Instrução: Com base no texto-fonte, explique em uma ou duas frases por que a auxiliar de João pede aos que estão na fila que se concentrem nas suas doenças.

Texto-fonte:
Entre os que o procuram estão pacientes de câncer, esclerose, paralisia cerebral, bócio, nódulos mamários, cefaléia, vertigem, dor abdominal, lombalgia, problemas oculares, aids. João diz não prometer curas, que segundo ele dependem “da vontade de Deus”. Na ante-sala onde se forma a fila, são exibidos vídeos com testemunhos de curas milagrosas. Uma equipe de auxiliares informa os que esperam atendimento quanto aos primeiros passos: vestir-se de branco para “facilitar o acesso à aura”, que tipo de comida evitar. Em seguida, vão todos para a fila. Uma jovem americana, de olhos fechados, medita com uma foto do presidente George W. Bush nas mãos. “Concentrem-se nas suas doenças,” diz uma auxiliar de João. “Os espíritos estão examinando vocês, e farão um relatório para facilitar o atendimento.”

Dados:
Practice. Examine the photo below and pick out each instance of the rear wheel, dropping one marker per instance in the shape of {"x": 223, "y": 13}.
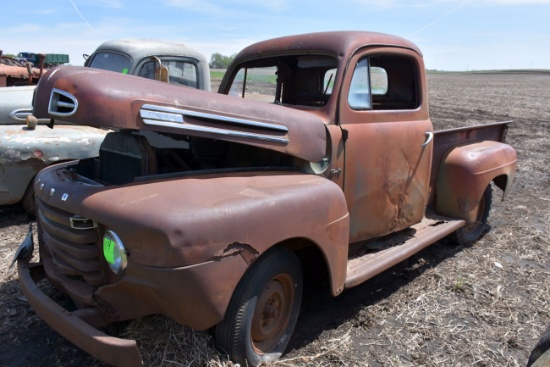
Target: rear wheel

Tarefa concluída: Segundo a auxiliar, os espíritos estão examinando as pessoas na fila e vão fazer um relatório para facilitar o atendimento.